Edit everything from the line containing "pitch line in the image above." down to the line containing "330;165;479;341", replacing "tight" with "close-fitting" throughout and changing nothing else. Return only those lines.

┄┄┄┄┄┄┄┄┄┄┄┄┄┄┄┄┄┄┄┄

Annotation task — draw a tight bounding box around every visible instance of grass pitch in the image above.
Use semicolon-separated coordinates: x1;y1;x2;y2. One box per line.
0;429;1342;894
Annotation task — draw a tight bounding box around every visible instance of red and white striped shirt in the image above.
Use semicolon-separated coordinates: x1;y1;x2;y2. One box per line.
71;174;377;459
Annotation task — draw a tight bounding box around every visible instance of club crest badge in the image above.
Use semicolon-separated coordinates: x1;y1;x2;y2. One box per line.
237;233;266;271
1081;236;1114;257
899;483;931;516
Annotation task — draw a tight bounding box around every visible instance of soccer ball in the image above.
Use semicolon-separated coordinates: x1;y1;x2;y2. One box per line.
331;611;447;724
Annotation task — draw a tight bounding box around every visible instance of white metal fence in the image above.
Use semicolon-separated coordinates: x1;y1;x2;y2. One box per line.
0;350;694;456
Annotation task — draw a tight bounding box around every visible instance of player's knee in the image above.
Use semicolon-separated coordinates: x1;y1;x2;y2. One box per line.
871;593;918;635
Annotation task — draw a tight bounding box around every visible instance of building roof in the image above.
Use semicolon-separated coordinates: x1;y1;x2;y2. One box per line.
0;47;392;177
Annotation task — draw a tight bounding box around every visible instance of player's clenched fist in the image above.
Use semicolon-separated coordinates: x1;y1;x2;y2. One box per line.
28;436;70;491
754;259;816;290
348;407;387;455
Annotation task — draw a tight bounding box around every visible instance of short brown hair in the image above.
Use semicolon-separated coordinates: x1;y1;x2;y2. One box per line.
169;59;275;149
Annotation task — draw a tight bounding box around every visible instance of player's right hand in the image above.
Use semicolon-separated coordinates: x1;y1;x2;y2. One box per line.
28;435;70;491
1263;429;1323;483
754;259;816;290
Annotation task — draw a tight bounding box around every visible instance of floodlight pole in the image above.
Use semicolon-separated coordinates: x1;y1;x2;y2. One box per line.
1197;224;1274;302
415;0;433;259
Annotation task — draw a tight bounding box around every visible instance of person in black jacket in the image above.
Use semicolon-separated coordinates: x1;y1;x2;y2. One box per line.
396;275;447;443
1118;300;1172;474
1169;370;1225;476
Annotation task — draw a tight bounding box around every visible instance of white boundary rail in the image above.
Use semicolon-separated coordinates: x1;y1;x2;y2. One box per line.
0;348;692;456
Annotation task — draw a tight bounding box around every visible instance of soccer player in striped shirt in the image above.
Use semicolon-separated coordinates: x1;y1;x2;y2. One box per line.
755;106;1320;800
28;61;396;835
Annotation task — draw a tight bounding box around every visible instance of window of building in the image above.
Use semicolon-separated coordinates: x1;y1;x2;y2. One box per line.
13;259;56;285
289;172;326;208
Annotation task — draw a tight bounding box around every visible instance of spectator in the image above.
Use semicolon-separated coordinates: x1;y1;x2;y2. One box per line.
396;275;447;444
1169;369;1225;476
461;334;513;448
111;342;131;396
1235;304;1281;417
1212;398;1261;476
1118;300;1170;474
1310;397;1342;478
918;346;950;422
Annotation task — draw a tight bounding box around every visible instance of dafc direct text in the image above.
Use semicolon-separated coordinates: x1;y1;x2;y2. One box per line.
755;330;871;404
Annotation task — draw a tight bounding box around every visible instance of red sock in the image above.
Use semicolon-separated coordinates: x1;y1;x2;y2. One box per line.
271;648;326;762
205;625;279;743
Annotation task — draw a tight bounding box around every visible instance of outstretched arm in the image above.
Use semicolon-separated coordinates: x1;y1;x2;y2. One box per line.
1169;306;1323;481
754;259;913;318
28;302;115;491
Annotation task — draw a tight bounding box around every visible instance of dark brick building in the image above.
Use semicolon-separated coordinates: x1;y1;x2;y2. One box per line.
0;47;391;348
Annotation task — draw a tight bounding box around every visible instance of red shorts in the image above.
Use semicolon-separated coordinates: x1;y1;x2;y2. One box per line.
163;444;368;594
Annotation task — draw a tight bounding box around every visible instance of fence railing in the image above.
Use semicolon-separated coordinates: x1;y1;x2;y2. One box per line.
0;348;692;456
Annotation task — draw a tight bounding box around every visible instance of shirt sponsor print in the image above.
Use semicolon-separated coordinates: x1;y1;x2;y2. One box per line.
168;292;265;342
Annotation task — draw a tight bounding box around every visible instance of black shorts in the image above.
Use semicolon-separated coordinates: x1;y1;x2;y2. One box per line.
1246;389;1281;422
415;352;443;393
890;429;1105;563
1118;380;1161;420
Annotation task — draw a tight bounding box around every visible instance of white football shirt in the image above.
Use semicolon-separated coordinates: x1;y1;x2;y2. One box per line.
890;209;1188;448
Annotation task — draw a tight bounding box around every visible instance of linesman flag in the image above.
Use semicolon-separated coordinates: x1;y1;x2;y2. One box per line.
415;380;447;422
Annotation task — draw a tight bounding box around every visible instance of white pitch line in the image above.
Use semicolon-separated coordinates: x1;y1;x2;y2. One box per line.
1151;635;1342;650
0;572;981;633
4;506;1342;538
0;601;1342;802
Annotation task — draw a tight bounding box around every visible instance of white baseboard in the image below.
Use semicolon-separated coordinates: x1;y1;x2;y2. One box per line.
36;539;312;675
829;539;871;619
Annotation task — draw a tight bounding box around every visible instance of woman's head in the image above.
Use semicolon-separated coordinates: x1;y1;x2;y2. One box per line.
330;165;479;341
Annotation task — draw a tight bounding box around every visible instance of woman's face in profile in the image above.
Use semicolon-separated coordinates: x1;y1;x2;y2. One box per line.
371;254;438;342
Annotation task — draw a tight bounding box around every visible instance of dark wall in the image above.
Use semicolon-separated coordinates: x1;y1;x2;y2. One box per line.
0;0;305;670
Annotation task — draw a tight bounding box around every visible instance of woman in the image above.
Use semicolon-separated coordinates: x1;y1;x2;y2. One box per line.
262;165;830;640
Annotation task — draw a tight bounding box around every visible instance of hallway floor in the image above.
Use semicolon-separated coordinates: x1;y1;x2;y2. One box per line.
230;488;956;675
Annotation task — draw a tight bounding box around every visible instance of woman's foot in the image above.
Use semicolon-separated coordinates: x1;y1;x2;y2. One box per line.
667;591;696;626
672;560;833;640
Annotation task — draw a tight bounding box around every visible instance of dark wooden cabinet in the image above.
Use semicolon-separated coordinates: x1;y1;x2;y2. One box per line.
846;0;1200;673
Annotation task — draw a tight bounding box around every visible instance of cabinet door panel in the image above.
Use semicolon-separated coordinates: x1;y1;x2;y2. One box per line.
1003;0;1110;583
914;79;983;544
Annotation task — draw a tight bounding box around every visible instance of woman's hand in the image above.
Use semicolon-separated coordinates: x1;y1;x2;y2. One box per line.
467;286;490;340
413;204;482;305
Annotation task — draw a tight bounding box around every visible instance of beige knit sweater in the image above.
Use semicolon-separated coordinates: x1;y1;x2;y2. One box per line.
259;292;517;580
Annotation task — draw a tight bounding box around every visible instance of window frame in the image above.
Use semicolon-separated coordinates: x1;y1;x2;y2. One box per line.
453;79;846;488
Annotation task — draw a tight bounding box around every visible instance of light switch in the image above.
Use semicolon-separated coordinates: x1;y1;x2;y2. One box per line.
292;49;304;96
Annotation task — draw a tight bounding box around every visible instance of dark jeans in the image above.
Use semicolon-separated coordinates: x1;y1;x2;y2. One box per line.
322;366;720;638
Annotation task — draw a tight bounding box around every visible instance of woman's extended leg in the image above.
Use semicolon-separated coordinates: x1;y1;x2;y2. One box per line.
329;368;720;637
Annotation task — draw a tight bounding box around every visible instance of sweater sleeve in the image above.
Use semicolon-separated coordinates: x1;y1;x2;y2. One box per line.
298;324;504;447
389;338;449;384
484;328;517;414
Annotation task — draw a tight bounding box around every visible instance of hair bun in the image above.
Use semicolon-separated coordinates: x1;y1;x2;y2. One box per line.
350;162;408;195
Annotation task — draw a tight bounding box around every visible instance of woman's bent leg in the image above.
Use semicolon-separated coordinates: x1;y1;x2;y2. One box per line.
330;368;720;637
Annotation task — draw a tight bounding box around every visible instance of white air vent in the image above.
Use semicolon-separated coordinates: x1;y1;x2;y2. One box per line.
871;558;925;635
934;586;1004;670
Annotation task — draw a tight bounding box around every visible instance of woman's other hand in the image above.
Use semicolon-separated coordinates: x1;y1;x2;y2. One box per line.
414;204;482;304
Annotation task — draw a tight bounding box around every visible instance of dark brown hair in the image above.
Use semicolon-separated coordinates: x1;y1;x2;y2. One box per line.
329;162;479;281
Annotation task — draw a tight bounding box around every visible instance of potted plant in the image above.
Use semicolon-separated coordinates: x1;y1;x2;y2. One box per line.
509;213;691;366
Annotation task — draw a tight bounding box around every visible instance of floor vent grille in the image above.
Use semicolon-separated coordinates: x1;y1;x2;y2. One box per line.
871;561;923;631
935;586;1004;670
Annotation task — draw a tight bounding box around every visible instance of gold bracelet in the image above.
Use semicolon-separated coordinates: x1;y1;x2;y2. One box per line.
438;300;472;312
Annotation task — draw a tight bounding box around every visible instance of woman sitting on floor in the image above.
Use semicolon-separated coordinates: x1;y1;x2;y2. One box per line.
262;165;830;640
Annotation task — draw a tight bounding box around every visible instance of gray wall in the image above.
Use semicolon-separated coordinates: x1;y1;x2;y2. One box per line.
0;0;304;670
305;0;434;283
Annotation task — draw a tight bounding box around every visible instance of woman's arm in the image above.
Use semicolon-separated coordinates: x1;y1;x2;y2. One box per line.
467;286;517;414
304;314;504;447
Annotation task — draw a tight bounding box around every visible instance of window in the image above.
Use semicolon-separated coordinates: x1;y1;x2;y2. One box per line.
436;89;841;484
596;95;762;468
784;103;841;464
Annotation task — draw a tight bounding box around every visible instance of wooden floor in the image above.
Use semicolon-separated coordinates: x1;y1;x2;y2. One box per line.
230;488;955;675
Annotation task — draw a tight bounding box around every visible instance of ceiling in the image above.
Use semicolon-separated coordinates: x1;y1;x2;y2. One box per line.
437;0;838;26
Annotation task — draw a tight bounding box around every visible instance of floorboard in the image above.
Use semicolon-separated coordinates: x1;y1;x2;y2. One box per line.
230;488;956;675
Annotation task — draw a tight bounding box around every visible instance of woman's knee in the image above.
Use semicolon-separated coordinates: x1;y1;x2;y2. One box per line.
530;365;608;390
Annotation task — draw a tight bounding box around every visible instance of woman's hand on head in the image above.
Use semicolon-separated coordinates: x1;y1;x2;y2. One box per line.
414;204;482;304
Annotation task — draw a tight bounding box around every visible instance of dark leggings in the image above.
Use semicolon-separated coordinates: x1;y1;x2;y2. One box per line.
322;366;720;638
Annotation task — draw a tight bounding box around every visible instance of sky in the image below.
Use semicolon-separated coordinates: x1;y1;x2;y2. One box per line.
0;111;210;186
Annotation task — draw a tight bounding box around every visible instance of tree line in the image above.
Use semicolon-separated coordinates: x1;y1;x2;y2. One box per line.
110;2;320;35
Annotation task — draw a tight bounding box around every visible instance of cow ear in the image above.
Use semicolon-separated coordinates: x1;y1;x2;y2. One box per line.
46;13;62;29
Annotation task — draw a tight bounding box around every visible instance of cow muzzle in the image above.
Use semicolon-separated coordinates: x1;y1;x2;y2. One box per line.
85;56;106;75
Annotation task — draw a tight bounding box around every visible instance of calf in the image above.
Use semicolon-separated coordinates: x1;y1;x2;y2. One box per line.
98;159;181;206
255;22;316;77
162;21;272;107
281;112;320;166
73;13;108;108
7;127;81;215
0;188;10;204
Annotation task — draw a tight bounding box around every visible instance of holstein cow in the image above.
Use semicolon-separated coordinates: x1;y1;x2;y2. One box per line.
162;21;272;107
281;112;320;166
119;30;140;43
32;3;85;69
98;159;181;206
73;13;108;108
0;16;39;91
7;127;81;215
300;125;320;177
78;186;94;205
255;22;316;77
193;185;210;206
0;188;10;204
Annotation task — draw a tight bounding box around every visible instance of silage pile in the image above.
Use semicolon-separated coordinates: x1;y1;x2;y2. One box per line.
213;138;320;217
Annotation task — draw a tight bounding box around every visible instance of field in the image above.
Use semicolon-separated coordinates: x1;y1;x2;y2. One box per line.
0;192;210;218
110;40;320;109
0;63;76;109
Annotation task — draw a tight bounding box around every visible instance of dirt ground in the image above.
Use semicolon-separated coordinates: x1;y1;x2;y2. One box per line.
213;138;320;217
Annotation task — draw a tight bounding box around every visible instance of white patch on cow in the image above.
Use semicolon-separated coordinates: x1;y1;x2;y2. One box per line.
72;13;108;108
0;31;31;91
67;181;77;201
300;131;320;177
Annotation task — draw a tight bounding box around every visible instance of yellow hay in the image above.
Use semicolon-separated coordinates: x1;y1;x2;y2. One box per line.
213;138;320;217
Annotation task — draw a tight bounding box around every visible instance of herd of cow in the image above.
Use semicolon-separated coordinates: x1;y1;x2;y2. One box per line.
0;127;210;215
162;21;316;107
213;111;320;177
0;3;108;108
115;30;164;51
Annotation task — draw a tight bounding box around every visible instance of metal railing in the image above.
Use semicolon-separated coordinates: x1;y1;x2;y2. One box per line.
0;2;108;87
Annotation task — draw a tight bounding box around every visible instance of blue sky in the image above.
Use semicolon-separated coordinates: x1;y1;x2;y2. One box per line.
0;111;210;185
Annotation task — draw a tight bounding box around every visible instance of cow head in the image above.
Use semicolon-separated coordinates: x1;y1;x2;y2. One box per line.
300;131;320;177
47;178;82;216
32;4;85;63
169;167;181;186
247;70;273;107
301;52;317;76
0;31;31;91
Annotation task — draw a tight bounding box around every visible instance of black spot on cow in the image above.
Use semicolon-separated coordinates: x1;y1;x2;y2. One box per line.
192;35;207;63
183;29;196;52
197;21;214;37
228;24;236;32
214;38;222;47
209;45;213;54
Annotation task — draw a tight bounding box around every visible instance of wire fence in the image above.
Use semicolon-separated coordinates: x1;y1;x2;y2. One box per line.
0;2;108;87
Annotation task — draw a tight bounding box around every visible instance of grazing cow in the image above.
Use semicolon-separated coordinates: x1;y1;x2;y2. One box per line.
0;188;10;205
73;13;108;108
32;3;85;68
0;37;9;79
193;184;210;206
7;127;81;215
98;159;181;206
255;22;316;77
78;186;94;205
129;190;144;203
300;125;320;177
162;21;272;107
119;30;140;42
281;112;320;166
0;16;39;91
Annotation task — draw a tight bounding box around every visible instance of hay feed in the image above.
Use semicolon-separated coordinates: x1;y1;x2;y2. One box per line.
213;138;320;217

┄┄┄┄┄┄┄┄┄┄┄┄┄┄┄┄┄┄┄┄

• [RESULT OF THIS EXERCISE]:
Annotation task — draw a close-fitting bounding box around every visible instance of white pitch line in the image above.
Use semicolon-separated coordinates: x1;y1;x2;y2. One box per line.
1151;635;1342;650
0;572;981;633
4;506;1342;538
0;601;1342;802
Annotation task — draw a close-fitting bounding box around every visible instance of white baseboard in the image below.
Use semicolon-separated coordinates: x1;y1;x2;y2. One box per line.
36;539;312;675
829;539;871;619
Annotation task — draw a close-fitting bounding box around every visible instance of woman's head in the image above.
Use semicolon-separated coordinates: x1;y1;x2;y2. One box per line.
330;165;479;341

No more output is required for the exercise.